(Annotated coordinate records)

--- start ---

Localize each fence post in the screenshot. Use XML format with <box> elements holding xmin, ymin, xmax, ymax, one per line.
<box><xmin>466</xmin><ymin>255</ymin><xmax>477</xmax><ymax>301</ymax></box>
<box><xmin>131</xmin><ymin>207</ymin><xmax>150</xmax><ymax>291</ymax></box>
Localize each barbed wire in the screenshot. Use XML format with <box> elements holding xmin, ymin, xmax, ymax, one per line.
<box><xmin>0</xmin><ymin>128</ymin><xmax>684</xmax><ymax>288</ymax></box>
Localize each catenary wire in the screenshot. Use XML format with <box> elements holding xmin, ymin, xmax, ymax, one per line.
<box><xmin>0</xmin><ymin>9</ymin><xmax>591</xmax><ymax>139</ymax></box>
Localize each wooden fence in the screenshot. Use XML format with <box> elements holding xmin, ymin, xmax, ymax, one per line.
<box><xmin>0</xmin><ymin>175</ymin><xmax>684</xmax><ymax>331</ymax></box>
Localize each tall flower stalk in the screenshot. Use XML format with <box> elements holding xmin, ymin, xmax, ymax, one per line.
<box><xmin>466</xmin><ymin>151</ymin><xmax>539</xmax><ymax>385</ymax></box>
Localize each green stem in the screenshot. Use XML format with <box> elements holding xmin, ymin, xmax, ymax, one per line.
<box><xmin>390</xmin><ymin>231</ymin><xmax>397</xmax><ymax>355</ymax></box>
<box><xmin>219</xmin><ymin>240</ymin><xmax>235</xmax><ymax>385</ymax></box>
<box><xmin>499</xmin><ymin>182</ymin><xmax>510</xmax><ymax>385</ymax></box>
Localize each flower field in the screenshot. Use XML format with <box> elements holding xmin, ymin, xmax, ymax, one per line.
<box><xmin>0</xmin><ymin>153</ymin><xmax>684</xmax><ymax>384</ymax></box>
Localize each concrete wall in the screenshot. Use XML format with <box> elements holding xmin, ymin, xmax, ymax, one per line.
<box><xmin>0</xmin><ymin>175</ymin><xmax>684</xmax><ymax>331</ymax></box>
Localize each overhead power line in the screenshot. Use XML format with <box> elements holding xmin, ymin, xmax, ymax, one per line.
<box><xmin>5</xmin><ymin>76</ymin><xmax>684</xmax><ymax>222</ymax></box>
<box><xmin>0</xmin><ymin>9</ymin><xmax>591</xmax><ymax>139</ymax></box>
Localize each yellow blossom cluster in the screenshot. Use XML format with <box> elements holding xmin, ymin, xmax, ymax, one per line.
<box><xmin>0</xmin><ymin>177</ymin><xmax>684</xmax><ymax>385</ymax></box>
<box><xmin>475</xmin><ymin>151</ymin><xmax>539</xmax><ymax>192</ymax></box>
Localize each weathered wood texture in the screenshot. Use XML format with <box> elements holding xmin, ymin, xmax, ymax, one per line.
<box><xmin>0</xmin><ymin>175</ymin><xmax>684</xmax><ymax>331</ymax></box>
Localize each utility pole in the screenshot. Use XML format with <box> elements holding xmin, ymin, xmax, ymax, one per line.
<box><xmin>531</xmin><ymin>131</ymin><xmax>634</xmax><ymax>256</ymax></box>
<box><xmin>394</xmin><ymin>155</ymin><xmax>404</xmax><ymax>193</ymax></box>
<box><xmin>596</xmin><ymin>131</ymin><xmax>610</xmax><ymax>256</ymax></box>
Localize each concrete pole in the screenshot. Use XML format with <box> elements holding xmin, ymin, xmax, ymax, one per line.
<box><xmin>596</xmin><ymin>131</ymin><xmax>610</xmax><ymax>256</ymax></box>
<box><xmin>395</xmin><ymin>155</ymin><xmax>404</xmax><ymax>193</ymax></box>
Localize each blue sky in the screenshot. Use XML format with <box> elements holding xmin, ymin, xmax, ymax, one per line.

--- end ---

(STATED TASK) Begin at the line that has "Localize each utility" and continue through the end of the records. Copy those lines, changing "pole" to "column" and leaving everything else the same.

(RESPONSE)
Localize each utility column in the screenshot. Use XML format with <box> elements holding xmin, ymin, xmax, ymax, one per line.
<box><xmin>531</xmin><ymin>131</ymin><xmax>634</xmax><ymax>256</ymax></box>
<box><xmin>394</xmin><ymin>155</ymin><xmax>404</xmax><ymax>193</ymax></box>
<box><xmin>596</xmin><ymin>131</ymin><xmax>610</xmax><ymax>256</ymax></box>
Localize each concrete column in the screenshot. Use XML format with <box> elements holding xmin, ymin, xmax, ymax, one per line.
<box><xmin>596</xmin><ymin>131</ymin><xmax>610</xmax><ymax>256</ymax></box>
<box><xmin>395</xmin><ymin>155</ymin><xmax>404</xmax><ymax>193</ymax></box>
Localize each blue sky in the screenshot. Use XML format with <box> elements holding xmin, ymin, xmax, ymax, one per line.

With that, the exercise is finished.